**Requirements:** Starting at the line that contains "In this picture, where can the basketball" and ending at the final line, write those lines out again, requests included. Scale every point coordinate in the answers by 0.2 and round each result to a whole number, with halves rounded up.

**Records shown:**
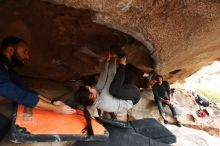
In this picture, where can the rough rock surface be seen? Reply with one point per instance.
(182, 35)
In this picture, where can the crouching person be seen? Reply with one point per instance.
(14, 52)
(115, 91)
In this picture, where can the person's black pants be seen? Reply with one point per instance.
(4, 126)
(124, 88)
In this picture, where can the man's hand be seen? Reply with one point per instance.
(62, 108)
(58, 103)
(168, 102)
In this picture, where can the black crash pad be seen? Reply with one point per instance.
(145, 132)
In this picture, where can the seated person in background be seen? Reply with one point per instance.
(115, 90)
(161, 91)
(14, 52)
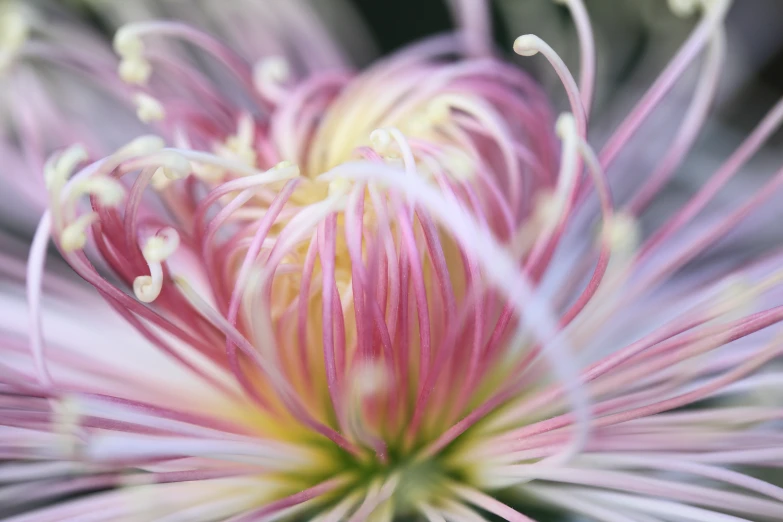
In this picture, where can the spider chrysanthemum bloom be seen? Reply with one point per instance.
(405, 293)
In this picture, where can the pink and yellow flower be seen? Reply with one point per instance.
(401, 293)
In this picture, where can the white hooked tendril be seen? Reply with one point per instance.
(156, 250)
(134, 68)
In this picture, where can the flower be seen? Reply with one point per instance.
(409, 292)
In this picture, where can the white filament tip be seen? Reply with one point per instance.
(146, 288)
(148, 109)
(527, 45)
(380, 139)
(339, 186)
(109, 191)
(161, 246)
(135, 70)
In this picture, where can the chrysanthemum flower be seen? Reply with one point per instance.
(404, 293)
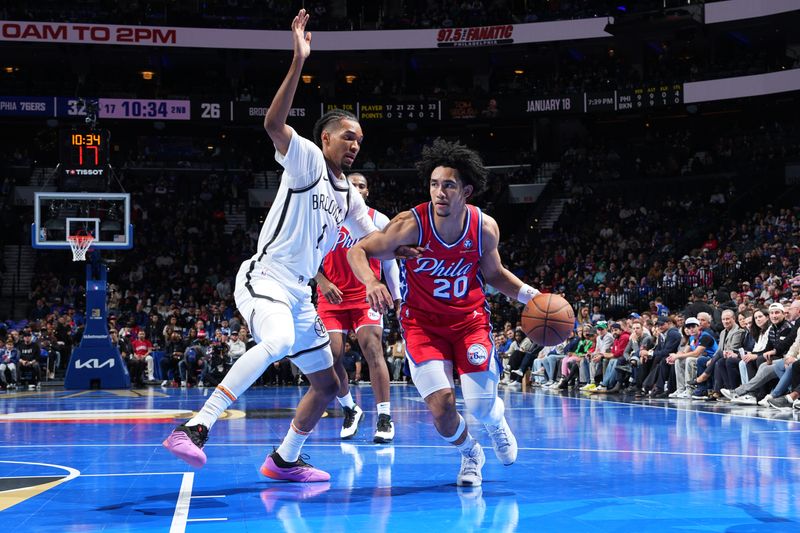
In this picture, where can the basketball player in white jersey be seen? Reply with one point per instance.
(272, 293)
(343, 307)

**Written response:**
In this picture, where can the basketball player in white jersey be seen? Reply with one point per instance.
(54, 59)
(69, 61)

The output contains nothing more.